Extracted data
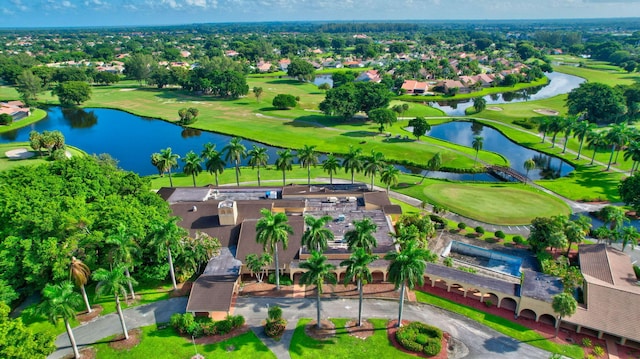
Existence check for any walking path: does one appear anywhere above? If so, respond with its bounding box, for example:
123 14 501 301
49 297 549 359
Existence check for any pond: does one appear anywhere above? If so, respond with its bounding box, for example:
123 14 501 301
427 121 574 180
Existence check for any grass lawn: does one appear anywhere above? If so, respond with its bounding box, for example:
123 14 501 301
416 291 584 359
424 183 570 225
94 325 276 359
289 319 415 359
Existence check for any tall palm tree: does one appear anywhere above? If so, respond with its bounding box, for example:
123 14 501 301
92 265 137 340
340 248 378 326
302 215 333 253
363 150 386 191
471 136 484 166
573 120 596 160
160 147 180 187
384 240 436 327
275 149 293 186
182 151 202 187
105 223 140 300
151 217 188 290
37 281 82 358
200 143 227 187
344 217 378 253
222 137 247 187
69 257 93 313
298 145 318 186
300 251 336 329
247 145 269 187
380 165 400 194
322 153 340 184
256 208 293 290
342 146 364 184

Written problem
Copy the text of every row above word for word, leaving out the pictures.

Solution
Existence check for any walking path: does one appear anywhere above? If so, respond with its bounding box, for example:
123 14 501 301
49 297 549 359
Existence check for any pond: does one appear anywhere above? If so, respond with its bounding box, for example:
123 14 501 301
427 121 574 180
Existence check for any grass lawn: does one appear anywhere above? If so, respond with its bounding box, for example:
123 14 501 301
416 291 584 359
424 183 570 225
94 325 276 359
289 319 415 359
Existence check for any tall palm tree: does one appear anywhere above? If so, respond with its bounding box, for example:
123 14 501 301
92 265 137 340
340 248 378 326
302 215 333 253
363 150 386 191
471 136 484 166
573 120 596 160
160 147 180 187
384 240 436 327
275 149 293 186
182 151 202 187
105 223 140 300
151 217 188 290
37 281 82 358
200 143 227 187
344 217 378 253
222 137 247 187
69 257 93 313
298 145 318 186
300 251 336 329
247 145 269 187
380 165 400 194
322 153 340 184
256 208 293 290
342 146 364 184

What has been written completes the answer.